Getting Started with IPv6: Why It Matters in 2026

2026-05-10Cain

The Address Problem

IPv4 gives us about 4.3 billion addresses. That sounds like a lot until you realize there are over 8 billion people on Earth - and each person carries multiple devices. Phones, laptops, tablets, smart TVs, game consoles. Every single one wants an IP address.

The IANA exhausted its IPv4 free pool back in 2011. Regional registries followed. Today, getting a new IPv4 block means buying one on the secondary market, where prices have climbed past $50 per address.

IPv6 fixes this by offering 340 undecillion addresses. That's 340 followed by 36 zeros. It's not just "more addresses" - it eliminates the address shortage entirely.

How IPv6 Is Different

IPv6 isn't "bigger IPv4." It's a cleaner protocol:

No NAT Required

Every device gets a globally routable address. No more port forwarding, no more "can I reach my home server?" anxiety. Your devices can talk directly to each other from anywhere.

No Checksum in the Header

IPv4 routers recalculate the header checksum at every hop. IPv6 drops this entirely. Routers just forward packets. Faster, simpler, fewer bugs.

Built-in Security

IPsec is mandatory in IPv6 (it was optional in IPv4). Every connection has encryption and authentication available at the protocol level.

Stateless Autoconfiguration (SLAAC)

Devices configure their own addresses without DHCP. A router sends periodic advertisements, devices combine the prefix with their interface identifier, and they're online. No DHCP server needed.

Getting Started

Check Your IPv6 Status

Visit ipv6-test.com to see if your ISP supports IPv6. Many major ISPs - Comcast, Deutsche Telekom, KDDI - already provide native IPv6.

If You Don't Have Native IPv6

Two options:

  1. HE Tunnel Broker - Hurricane Electric offers free IPv6 tunnels. You get a routed /48 or /64 block tunneled over your existing IPv4 connection. Takes about 5 minutes to set up.

  2. IPv6-only VPS - Providers like RackGenius offer IPv6-only VPS instances. You can run services without ever touching IPv4. Perfect for learning and building.

◆ Problems ◆
**1)** Put the lines of the listing below into a JSON list of strings, one string per line with blank lines left out. Begin with the line that contains "bowl rim -> point" and go on through the last line of the listing.
**2)** Continue the IPv6 article from the point where it stops.

◆ Data section ◆
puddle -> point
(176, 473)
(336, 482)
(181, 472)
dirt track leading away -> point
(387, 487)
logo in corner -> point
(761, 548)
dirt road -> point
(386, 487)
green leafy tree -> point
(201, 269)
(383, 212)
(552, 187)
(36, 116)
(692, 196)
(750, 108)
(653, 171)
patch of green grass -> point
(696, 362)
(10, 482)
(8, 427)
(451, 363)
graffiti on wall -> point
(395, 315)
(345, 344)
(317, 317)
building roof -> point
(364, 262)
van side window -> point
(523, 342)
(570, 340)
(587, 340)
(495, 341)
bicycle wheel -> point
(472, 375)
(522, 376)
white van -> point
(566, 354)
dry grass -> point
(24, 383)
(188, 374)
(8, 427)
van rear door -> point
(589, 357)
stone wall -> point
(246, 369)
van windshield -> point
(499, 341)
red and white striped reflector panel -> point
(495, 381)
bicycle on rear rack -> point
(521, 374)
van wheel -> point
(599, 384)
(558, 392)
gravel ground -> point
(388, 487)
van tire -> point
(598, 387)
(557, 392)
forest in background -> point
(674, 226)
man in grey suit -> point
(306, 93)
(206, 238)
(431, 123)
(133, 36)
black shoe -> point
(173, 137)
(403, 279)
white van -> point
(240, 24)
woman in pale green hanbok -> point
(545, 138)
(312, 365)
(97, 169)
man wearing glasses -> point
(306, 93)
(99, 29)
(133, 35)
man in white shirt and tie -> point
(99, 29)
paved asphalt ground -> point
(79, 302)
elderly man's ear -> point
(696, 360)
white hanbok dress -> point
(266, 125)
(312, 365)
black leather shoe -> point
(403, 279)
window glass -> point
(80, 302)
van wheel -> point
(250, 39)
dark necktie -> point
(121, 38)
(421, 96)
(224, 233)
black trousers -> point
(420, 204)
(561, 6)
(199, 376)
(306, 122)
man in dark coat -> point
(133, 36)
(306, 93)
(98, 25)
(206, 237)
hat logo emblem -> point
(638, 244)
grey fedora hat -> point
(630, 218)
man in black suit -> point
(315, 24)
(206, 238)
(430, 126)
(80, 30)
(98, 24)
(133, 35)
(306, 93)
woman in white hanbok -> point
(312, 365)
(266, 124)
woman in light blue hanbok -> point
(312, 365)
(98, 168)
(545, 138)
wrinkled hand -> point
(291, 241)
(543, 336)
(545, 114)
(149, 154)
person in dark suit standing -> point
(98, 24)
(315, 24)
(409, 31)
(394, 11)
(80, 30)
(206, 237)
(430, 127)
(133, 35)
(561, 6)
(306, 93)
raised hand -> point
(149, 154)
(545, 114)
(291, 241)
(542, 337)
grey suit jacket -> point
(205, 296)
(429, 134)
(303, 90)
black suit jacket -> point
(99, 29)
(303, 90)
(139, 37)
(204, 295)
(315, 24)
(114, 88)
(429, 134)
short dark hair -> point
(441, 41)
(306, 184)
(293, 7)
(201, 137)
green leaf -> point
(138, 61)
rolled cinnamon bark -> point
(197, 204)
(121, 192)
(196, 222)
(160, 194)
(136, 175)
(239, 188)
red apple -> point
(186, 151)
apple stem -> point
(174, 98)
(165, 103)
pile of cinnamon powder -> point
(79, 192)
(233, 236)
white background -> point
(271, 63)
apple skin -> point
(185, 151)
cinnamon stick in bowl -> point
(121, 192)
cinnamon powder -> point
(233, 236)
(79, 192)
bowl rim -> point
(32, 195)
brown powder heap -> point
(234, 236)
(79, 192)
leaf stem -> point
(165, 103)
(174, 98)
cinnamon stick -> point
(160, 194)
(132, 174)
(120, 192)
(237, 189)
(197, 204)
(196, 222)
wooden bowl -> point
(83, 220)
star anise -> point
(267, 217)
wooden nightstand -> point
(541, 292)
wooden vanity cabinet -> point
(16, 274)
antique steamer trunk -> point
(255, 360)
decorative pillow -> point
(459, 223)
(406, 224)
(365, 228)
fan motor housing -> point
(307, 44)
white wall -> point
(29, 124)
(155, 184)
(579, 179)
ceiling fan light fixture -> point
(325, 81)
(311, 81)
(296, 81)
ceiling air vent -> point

◆ Written answers ◆
**1)**
[
  "bowl rim -> point",
  "(32, 195)",
  "brown powder heap -> point",
  "(234, 236)",
  "(79, 192)",
  "leaf stem -> point",
  "(165, 103)",
  "(174, 98)",
  "cinnamon stick -> point",
  "(160, 194)",
  "(132, 174)",
  "(120, 192)",
  "(237, 189)",
  "(197, 204)",
  "(196, 222)",
  "wooden bowl -> point",
  "(83, 220)",
  "star anise -> point",
  "(267, 217)",
  "wooden nightstand -> point",
  "(541, 292)",
  "wooden vanity cabinet -> point",
  "(16, 274)",
  "antique steamer trunk -> point",
  "(255, 360)",
  "decorative pillow -> point",
  "(459, 223)",
  "(406, 224)",
  "(365, 228)",
  "fan motor housing -> point",
  "(307, 44)",
  "white wall -> point",
  "(29, 124)",
  "(155, 184)",
  "(579, 179)",
  "ceiling fan light fixture -> point",
  "(325, 81)",
  "(311, 81)",
  "(296, 81)",
  "ceiling air vent -> point"
]

**2)**
Configure Your DNS

Once you have IPv6 connectivity, add AAAA records alongside your A records:

example.com.    300  IN  A     192.0.2.1
example.com.    300  IN  AAAA  2001:db8::1

Modern browsers try IPv6 first and fall back to IPv4 if it's unavailable. Having both records ensures everyone can reach your site.

Common Pitfalls

Thinking IPv6 Is "Optional"

It's not. Major platforms - Facebook, Google, Netflix - serve more traffic over IPv6 than IPv4. If your service doesn't support IPv6, you're leaving users behind.

Filtering ICMPv6

IPv6 uses ICMPv6 for critical functions like Path MTU Discovery and Neighbor Discovery. Blocking all ICMPv6 breaks IPv6. Allow these specific types:

  • Type 1-4 (error messages)
  • Type 128-129 (echo request/reply - ping)
  • Type 133-137 (neighbor discovery)

Assuming IPv4-Only Testing Is Enough

Test your services on IPv6-only networks. Set up a VPS with no IPv4 address and try to reach your service. You'll find gaps fast.

Next Steps

  • Set up a Hurricane Electric tunnel if you don't have native IPv6
  • Deploy an IPv6-only VPS and try running a web server
  • Add AAAA records to your domain
  • Test everything on an IPv6-only connection
  • Check out our Learning page for more guides

IPv6 isn't the future - it's the present. The sooner you start, the fewer surprises you'll hit later.